───── Supplied entries
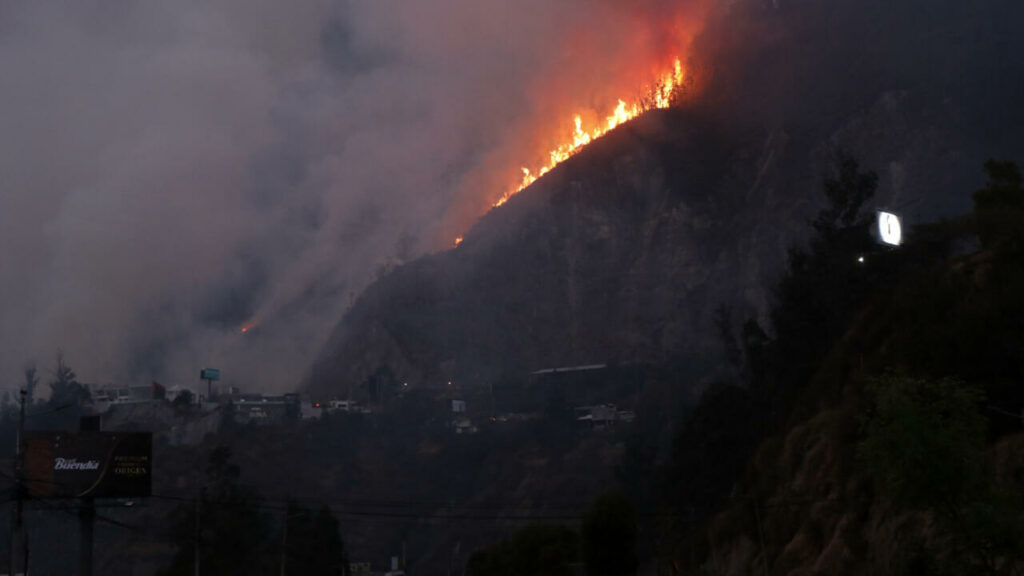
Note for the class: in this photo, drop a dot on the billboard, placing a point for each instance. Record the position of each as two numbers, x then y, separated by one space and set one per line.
88 464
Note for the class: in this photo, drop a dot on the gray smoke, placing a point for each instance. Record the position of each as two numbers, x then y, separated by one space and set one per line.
172 171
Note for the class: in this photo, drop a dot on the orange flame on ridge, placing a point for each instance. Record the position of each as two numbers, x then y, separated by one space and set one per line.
657 95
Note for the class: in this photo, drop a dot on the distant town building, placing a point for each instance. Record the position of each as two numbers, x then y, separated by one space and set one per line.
263 409
105 396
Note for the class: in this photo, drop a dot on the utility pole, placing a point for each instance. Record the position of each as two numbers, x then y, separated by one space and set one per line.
18 487
284 544
197 527
86 518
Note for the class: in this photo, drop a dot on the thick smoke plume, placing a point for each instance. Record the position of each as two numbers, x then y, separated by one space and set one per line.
173 172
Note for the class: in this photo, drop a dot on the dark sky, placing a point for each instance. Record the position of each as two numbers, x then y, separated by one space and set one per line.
171 171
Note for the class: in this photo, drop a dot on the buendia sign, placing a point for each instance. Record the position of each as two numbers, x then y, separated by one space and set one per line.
88 464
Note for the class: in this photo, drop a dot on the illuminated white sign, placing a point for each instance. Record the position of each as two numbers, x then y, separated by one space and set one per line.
889 229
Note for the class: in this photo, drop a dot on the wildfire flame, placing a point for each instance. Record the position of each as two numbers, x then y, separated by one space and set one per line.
657 95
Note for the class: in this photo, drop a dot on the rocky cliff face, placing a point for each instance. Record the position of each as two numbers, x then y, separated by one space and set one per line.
621 254
624 252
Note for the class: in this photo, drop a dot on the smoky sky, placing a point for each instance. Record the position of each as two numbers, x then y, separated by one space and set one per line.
172 172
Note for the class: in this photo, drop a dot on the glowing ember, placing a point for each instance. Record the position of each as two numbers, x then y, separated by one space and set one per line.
657 95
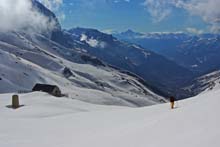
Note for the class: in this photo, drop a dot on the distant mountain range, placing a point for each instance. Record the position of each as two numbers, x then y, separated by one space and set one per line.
198 53
27 58
113 70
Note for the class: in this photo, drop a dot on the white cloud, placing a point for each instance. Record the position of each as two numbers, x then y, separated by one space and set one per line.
194 31
19 14
52 4
158 9
92 42
208 10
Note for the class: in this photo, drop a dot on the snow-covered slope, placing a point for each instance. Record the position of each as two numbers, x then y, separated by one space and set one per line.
205 83
47 121
27 59
199 53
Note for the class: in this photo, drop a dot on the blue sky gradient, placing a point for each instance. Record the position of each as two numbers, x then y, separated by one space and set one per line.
120 15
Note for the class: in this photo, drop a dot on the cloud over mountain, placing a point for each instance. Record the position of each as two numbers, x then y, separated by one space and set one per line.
20 14
208 10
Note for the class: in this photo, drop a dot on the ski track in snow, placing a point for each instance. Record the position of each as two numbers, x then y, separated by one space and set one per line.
47 121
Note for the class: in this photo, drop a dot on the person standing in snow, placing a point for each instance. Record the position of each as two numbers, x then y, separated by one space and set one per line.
172 100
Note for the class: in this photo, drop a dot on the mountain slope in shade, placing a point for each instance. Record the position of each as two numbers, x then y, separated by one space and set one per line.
155 69
205 83
29 59
197 53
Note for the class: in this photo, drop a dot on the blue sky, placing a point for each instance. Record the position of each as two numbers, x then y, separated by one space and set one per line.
139 15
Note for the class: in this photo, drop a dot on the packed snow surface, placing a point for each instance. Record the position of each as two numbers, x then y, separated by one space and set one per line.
46 121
──────────
- What you have to do:
Every line from the one that has "on the person" down to the last line above must be written out exactly, with both ends included and nothing else.

- Solved problem:
Note for the class: in this photo, drop a dot on the person standing in snow, placing a point for each instance. Record the position of each as two numbers, x then y, separated by one space and set one per line.
172 100
Note for the class: in this photo, drop a dot on the mountain slope in shade, placing a point for each instance. Record the position of each as two numbers, x then y, separated by one space and set one per line.
155 69
205 83
29 59
197 53
Note for the class: in this photo, drop a dot on the blue sky, placing a point for each instance. Record the position of each as two numbers, x then y, separated by one space and set one per line.
139 15
Note for the class: in this photo, drop a dot on the packed snow surface, placing a point for each instance. Record the position of each as two numbers, x then y, separated by one space and set one per line.
46 121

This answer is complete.